### Problem set
1. Condense the paragraph in the court excerpt that begins "According to Doyle, Silver was never viewed" into a bulleted list that keeps its main facts.
2. In the court excerpt, which case sets out the factors that Travers says the trial judge failed to enumerate and discuss?
3. Extend the court excerpt, picking up after its final sentence.

### Excerpt
begin

To the extent the witnesses gave trial testimony that was inconsistent with their statements, the inconsistent portions of the statements would also be admissible as prior inconsistent statements under N.J.R.E. 803(a)(1), as the trial judge observed. See Burns, supra, 192 N.J. at 337.

Travers argues that, because the trial judge failed to enumerate and discuss the factors outlined in State v. Gross, 121 N.J. 1, 10 (1990), her decision at the Rule 104 hearing must be reversed.*fn4 Those factors are:

(1) the declarant's connection to and interest in the matter reported in the outof-court statement, (2) the person or persons to whom the statement was given, (3) the place and occasion for giving the statement, (4) whether the declarant was then in custody or otherwise the target of investigation, (5) the physical and mental condition of the declarant at the time, (6) the presence or absence of other persons, (7) whether the declarant incriminated himself or sought to exculpate himself by his statement, (8) the extent to which the writing is in the declarant's hand, (9) the presence or absence, and the nature of, any interrogation, (10) whether the offered sound recording or writing contains the entirety, or only a portion of the summary, of the communication, (11) the presence or absence of any motive to fabricate, (12) the presence or absence of any express or implicit pressures, inducement or coercion for making the statement, (13) whether the anticipated use of the statement was apparent or made known to the declarant, (14) the inherent believability or lack of believability of the statement, and (15) the presence or absence of corroborating evidence.

Although the factors were not specifically mentioned at the hearing, most of the underlying factual information was developed through Doyle's testimony.

According to Doyle, Silver was never viewed as a suspect, nor was she in custody. Instead, she was viewed as the victim of criminal activity. Doyle described her as "shaken" and in a "state of disbelief." Although she had been up all night and into the morning, she declined the opportunity to go home and give her statement at a later time. Doyle saw no signs that she was under the influence of drugs or alcohol. The statement was taken by Doyle in an office at police headquarters. No recording devices were used for the statement. Instead, Doyle testified that he typed the questions and answers. LaGuerre was interviewed under similar circumstances a few days later. He came to police headquarters voluntarily. There was no evidence of coercion with respect to either of them.

end

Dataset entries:
begin

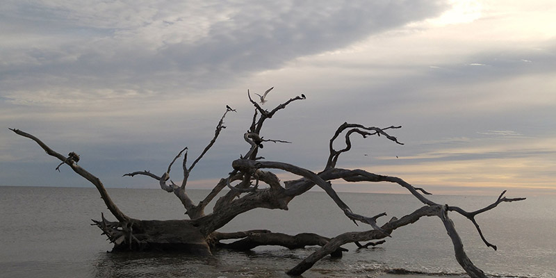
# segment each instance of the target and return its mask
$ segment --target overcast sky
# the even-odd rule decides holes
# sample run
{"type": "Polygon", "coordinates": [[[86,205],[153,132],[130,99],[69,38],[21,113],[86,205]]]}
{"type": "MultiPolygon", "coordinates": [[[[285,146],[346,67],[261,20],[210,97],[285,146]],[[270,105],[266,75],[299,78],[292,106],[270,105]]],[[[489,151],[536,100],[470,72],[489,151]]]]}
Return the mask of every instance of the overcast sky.
{"type": "Polygon", "coordinates": [[[262,136],[293,142],[265,145],[267,160],[319,171],[343,122],[401,125],[405,145],[357,138],[338,166],[437,194],[555,194],[554,15],[553,0],[4,0],[0,185],[90,186],[10,127],[79,154],[108,187],[156,188],[122,175],[161,175],[186,146],[193,160],[228,104],[190,178],[211,187],[249,147],[247,90],[274,86],[265,108],[306,99],[267,122],[262,136]]]}

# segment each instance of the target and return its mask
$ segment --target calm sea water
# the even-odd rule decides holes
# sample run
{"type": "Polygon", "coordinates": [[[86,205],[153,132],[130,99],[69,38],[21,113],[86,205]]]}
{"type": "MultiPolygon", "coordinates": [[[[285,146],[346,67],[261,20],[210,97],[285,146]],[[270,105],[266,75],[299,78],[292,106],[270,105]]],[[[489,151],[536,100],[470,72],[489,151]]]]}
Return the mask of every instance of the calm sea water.
{"type": "MultiPolygon", "coordinates": [[[[161,190],[109,189],[127,215],[140,219],[180,219],[177,198],[161,190]]],[[[199,200],[208,191],[191,190],[199,200]]],[[[512,196],[512,193],[507,194],[512,196]]],[[[368,215],[386,212],[400,217],[420,204],[410,195],[340,193],[354,211],[368,215]]],[[[527,196],[525,196],[527,197],[527,196]]],[[[497,196],[435,196],[435,202],[474,210],[497,196]]],[[[498,250],[486,247],[473,224],[452,213],[468,255],[488,275],[556,277],[556,199],[529,197],[503,203],[477,217],[485,236],[498,250]]],[[[315,232],[334,236],[362,231],[323,193],[294,199],[288,211],[259,209],[238,217],[224,231],[268,229],[295,234],[315,232]]],[[[111,244],[91,226],[106,211],[94,188],[0,187],[0,277],[288,277],[285,271],[316,250],[259,247],[247,252],[227,250],[199,259],[181,254],[111,254],[111,244]]],[[[111,218],[113,219],[113,218],[111,218]]],[[[395,231],[376,248],[349,252],[341,259],[325,259],[305,277],[377,277],[393,269],[429,275],[461,276],[453,247],[436,218],[395,231]]],[[[408,276],[410,277],[410,276],[408,276]]]]}

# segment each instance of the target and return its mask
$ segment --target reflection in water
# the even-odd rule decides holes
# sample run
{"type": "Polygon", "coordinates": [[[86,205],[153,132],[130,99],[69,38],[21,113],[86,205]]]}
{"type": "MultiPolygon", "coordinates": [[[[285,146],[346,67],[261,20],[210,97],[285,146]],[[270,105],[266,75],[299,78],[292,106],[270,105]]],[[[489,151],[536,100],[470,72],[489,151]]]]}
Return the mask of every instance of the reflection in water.
{"type": "Polygon", "coordinates": [[[96,277],[214,277],[218,257],[200,258],[182,254],[103,253],[95,261],[96,277]]]}
{"type": "MultiPolygon", "coordinates": [[[[287,249],[238,252],[219,250],[211,257],[179,253],[100,253],[95,277],[268,277],[289,278],[291,268],[316,250],[287,249]]],[[[371,249],[366,252],[373,252],[371,249]]],[[[325,259],[304,277],[376,277],[381,265],[368,261],[325,259]]]]}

end

### Answers to the tasks
1.
- Silver was never a suspect or in custody; Doyle viewed her as a crime victim.
- Doyle described her as "shaken" and in a "state of disbelief."
- Although she had been up all night, she declined to go home and give her statement later.
- Doyle saw no signs of drug or alcohol influence.
- Doyle took the statement in an office at police headquarters, typing the questions and answers with no recording devices.
- LaGuerre was interviewed under similar circumstances a few days later, coming to headquarters voluntarily.
- There was no evidence of coercion for either of them.

2. State v. Gross, 121 N.J. 1, 10 (1990).

3.
There was corroboration of the statements given by LaGuerre and Silver, which were generally consistent with each other although not identical. Prior to giving her statement, Silver took Doyle to the scene of the alleged carjacking. While there, Doyle observed a vehicle that was registered to Travers' mother and had two flat tires. When he was interviewed, LaGuerre still had the marks of the injuries witnessed by Silver and some of the police officers at the scene. Robinson observed Travers emerging from the Pacifica, which had been rented by Silver, and driven by LaGuerre.

The theory of the defense was that Silver and LaGuerre were involved in drug dealing, and that they fabricated the story about Travers and the carjacking to divert suspicion from themselves. While the presence of a large amount of cash, LaGuerre's reputation as a drug dealer, a "hit" by a drug-sniffing K-9 dog, and the demand by Blackman that LaGuerre "give it up" lend credence to the theory that Silver and LaGuerre were engaged in illegal activity earlier that night, those facts are also consistent with Travers and Blackman having engaged in a carjacking or a robbery, or both. The object of the robbery could have been the $8,400 or the Pacifica, or both. The cash could have been the "it" sought by Blackman, who beat LaGuerre when he refused to "give it up."

Our review of the record leads us to conclude that the trial judge did not abuse her discretion in allowing the use of the statements after Silver and LaGuerre claimed that they did not remember the events of that evening or the statements themselves. Although Silver and LaGuerre may have had a motive to focus the attention of the police away from their conduct earlier that night, neither of them was in custody or being treated as a suspect when they gave their statements. There was sufficient corroboration of the statements to render them "reliable" for the purposes of Gross.

Travers also contends that, even if properly admitted under an exception to the hearsay rule, the use of the statements violated his rights under the Confrontation Clause because the witnesses were, in effect, unavailable for cross-examination due to their real or feigned inability to recall the events at issue. The United States Supreme Court has held, however, that "neither the Confrontation Clause nor Federal Rule of Evidence 802 is violated by admission of an identification statement of a witness who is unable, because of a memory loss, to testify concerning the basis for the identification." Owens v. United States, 484 U.S. 554, 564, 108 S.Ct. 838, 845, 98 L.Ed. 2d 951, 961 (1988).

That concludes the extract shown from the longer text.